§ EXERCISE DESCRIPTION
Transcribe the data as written, minus images.
BEGIN TASK DATA
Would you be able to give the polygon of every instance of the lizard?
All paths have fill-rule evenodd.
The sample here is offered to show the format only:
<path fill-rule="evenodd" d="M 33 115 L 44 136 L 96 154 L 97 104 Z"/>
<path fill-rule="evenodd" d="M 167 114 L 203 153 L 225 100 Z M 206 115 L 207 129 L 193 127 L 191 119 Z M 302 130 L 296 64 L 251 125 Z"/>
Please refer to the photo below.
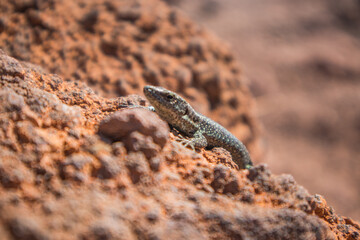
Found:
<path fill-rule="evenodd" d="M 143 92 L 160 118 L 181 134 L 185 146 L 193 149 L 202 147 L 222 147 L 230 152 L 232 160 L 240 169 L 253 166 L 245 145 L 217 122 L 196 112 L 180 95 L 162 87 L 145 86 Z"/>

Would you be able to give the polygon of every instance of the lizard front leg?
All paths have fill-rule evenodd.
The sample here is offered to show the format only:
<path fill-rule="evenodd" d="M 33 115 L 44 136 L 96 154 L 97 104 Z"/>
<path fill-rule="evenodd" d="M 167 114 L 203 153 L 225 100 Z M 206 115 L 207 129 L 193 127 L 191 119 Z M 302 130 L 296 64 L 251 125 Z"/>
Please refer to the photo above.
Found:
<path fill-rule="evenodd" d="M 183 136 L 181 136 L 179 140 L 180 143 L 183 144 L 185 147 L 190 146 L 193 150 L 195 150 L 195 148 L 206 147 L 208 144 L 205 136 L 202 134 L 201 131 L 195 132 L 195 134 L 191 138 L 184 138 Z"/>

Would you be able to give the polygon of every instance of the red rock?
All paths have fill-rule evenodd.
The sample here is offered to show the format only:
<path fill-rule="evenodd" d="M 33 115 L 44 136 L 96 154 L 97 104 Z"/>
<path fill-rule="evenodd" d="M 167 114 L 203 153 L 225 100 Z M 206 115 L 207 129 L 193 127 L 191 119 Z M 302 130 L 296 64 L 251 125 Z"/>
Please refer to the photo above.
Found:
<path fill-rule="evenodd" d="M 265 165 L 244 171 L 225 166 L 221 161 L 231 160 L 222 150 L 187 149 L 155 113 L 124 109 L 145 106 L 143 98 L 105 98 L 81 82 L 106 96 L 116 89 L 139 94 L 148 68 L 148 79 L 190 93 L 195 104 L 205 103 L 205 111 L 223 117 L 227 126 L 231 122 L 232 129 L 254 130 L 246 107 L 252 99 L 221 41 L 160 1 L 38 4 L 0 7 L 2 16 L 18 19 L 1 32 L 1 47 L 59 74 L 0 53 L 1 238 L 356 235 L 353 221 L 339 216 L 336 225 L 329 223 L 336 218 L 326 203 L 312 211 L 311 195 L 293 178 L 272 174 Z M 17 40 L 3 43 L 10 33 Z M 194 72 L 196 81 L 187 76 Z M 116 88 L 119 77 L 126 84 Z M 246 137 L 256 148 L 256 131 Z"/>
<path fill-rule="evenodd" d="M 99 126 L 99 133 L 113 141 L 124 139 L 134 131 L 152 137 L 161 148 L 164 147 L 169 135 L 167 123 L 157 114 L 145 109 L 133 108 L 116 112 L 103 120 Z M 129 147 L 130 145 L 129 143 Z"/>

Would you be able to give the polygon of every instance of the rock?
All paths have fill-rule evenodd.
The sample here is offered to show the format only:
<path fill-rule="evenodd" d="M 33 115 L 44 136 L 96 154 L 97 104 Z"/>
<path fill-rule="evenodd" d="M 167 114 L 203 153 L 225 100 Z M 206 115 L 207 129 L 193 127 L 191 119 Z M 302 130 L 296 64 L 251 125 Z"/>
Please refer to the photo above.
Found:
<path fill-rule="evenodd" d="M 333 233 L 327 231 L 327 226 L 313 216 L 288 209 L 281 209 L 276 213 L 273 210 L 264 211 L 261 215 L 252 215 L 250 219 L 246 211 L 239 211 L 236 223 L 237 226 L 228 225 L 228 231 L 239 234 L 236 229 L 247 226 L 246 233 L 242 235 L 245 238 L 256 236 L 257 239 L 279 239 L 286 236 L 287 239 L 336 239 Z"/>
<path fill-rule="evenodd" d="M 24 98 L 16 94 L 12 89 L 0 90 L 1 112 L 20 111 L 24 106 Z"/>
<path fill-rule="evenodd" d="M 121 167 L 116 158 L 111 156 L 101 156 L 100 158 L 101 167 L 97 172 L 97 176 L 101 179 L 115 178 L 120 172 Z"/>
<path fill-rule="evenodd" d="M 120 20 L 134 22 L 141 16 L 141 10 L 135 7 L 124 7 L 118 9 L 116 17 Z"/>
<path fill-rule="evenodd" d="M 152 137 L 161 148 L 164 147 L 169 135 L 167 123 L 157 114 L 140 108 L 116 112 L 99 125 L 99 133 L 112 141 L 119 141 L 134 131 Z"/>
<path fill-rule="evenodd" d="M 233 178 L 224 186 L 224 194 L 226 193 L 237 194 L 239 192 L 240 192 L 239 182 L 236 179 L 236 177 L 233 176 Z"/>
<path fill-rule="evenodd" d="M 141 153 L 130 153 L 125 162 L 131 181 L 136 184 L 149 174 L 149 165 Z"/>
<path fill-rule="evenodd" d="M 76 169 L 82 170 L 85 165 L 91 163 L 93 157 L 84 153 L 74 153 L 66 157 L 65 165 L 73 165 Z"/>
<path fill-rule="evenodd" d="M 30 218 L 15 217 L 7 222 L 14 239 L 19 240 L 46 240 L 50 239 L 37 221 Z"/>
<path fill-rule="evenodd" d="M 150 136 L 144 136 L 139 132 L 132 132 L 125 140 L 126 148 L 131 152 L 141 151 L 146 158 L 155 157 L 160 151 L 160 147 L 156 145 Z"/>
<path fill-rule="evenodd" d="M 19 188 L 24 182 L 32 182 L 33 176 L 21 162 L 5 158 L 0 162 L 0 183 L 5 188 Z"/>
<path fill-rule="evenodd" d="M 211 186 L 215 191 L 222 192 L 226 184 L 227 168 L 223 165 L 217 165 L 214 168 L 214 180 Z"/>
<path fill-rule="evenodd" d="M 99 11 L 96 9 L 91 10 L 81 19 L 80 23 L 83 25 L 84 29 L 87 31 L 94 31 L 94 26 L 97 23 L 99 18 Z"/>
END TASK DATA
§ EXPECTED ANSWER
Would you be able to give the polygon of every instance of the lizard?
All paths have fill-rule evenodd.
The sample here is offered to show the format only:
<path fill-rule="evenodd" d="M 33 115 L 44 136 L 96 154 L 97 104 Z"/>
<path fill-rule="evenodd" d="M 167 114 L 203 153 L 225 100 Z M 206 115 L 207 129 L 193 127 L 191 119 Z M 302 130 L 296 64 L 251 125 Z"/>
Please refer to the photo below.
Found:
<path fill-rule="evenodd" d="M 143 92 L 160 118 L 181 134 L 185 146 L 193 149 L 202 147 L 222 147 L 230 152 L 232 160 L 240 169 L 253 166 L 245 145 L 217 122 L 196 112 L 180 95 L 162 87 L 145 86 Z"/>

Would you be able to give the polygon of every instance of the lizard front leg?
All paths have fill-rule evenodd.
The sample here is offered to show the format only:
<path fill-rule="evenodd" d="M 33 115 L 44 136 L 96 154 L 97 104 Z"/>
<path fill-rule="evenodd" d="M 167 114 L 203 153 L 225 100 Z M 206 115 L 207 129 L 193 127 L 191 119 Z M 302 130 L 296 64 L 251 125 Z"/>
Please refer to the photo above.
Found:
<path fill-rule="evenodd" d="M 183 136 L 181 136 L 179 140 L 180 143 L 183 144 L 185 147 L 190 146 L 193 150 L 195 150 L 195 148 L 206 147 L 208 144 L 205 136 L 202 134 L 201 131 L 195 132 L 195 134 L 191 138 L 184 138 Z"/>

Would you be able to give the polygon of every instance of the red rock?
All paths have fill-rule evenodd.
The sample here is offered to show the format only:
<path fill-rule="evenodd" d="M 33 115 L 44 136 L 96 154 L 97 104 Z"/>
<path fill-rule="evenodd" d="M 167 114 L 203 153 L 225 100 Z M 206 115 L 207 129 L 193 127 L 191 119 Z M 302 130 L 296 64 L 251 125 Z"/>
Please refer to the photo above.
Found:
<path fill-rule="evenodd" d="M 265 165 L 244 171 L 225 166 L 221 161 L 231 160 L 222 150 L 187 149 L 155 113 L 124 109 L 145 106 L 143 98 L 105 98 L 81 82 L 106 96 L 116 89 L 139 94 L 148 68 L 148 79 L 190 93 L 195 104 L 205 103 L 205 111 L 223 117 L 227 126 L 231 122 L 232 129 L 254 130 L 246 107 L 252 99 L 221 41 L 160 1 L 38 4 L 0 7 L 2 16 L 18 19 L 1 32 L 1 47 L 59 74 L 0 53 L 1 238 L 356 235 L 353 221 L 339 216 L 336 225 L 329 223 L 336 218 L 326 203 L 312 211 L 311 195 L 293 178 L 272 174 Z M 17 40 L 3 43 L 10 33 Z M 194 72 L 196 81 L 187 76 Z M 116 88 L 119 77 L 126 84 Z M 246 137 L 256 148 L 256 131 Z"/>
<path fill-rule="evenodd" d="M 99 126 L 99 133 L 113 141 L 124 139 L 134 131 L 152 137 L 161 148 L 164 147 L 169 135 L 167 123 L 157 114 L 145 109 L 133 108 L 116 112 L 103 120 Z M 129 147 L 130 145 L 129 143 Z"/>

Would you be able to give the polygon of every instance of the rock?
All paths have fill-rule evenodd.
The sample here is offered to show the format only:
<path fill-rule="evenodd" d="M 33 115 L 44 136 L 96 154 L 97 104 Z"/>
<path fill-rule="evenodd" d="M 167 114 L 203 153 L 225 100 Z M 206 115 L 207 129 L 193 127 L 191 119 Z M 302 130 L 296 64 L 251 125 Z"/>
Please refer to the photo above.
Found:
<path fill-rule="evenodd" d="M 333 233 L 327 231 L 327 226 L 313 216 L 288 209 L 281 209 L 276 213 L 273 210 L 264 211 L 261 215 L 252 215 L 250 219 L 246 211 L 239 211 L 236 223 L 237 226 L 228 225 L 228 231 L 239 234 L 236 229 L 247 226 L 246 233 L 242 235 L 245 238 L 256 236 L 257 239 L 279 239 L 286 236 L 287 239 L 336 239 Z"/>
<path fill-rule="evenodd" d="M 24 98 L 16 94 L 12 89 L 0 90 L 1 112 L 20 111 L 24 106 Z"/>
<path fill-rule="evenodd" d="M 121 167 L 116 158 L 111 156 L 101 156 L 100 158 L 101 167 L 97 172 L 97 176 L 101 179 L 115 178 L 120 172 Z"/>
<path fill-rule="evenodd" d="M 120 20 L 134 22 L 141 16 L 141 10 L 135 7 L 124 7 L 118 9 L 116 17 Z"/>
<path fill-rule="evenodd" d="M 152 137 L 161 148 L 164 147 L 169 135 L 167 123 L 157 114 L 140 108 L 116 112 L 99 125 L 99 133 L 112 141 L 119 141 L 134 131 Z"/>
<path fill-rule="evenodd" d="M 233 178 L 224 186 L 224 194 L 226 193 L 237 194 L 239 192 L 240 192 L 239 182 L 236 179 L 236 177 L 233 176 Z"/>
<path fill-rule="evenodd" d="M 141 153 L 130 153 L 125 162 L 131 181 L 136 184 L 149 174 L 149 165 Z"/>
<path fill-rule="evenodd" d="M 76 169 L 82 170 L 85 165 L 91 163 L 93 157 L 84 153 L 74 153 L 66 157 L 65 165 L 73 165 Z"/>
<path fill-rule="evenodd" d="M 30 218 L 15 217 L 7 222 L 14 239 L 19 240 L 46 240 L 50 239 L 37 221 Z"/>
<path fill-rule="evenodd" d="M 150 136 L 144 136 L 139 132 L 132 132 L 125 140 L 126 148 L 131 152 L 141 151 L 146 158 L 155 157 L 160 151 L 160 147 L 156 145 Z"/>
<path fill-rule="evenodd" d="M 19 188 L 24 182 L 32 182 L 33 176 L 21 162 L 5 158 L 0 162 L 0 183 L 5 188 Z"/>
<path fill-rule="evenodd" d="M 211 186 L 215 191 L 222 192 L 226 184 L 227 168 L 223 165 L 217 165 L 214 168 L 214 180 Z"/>
<path fill-rule="evenodd" d="M 99 11 L 96 9 L 91 10 L 81 19 L 80 23 L 83 25 L 84 29 L 87 31 L 94 31 L 94 26 L 97 23 L 99 18 Z"/>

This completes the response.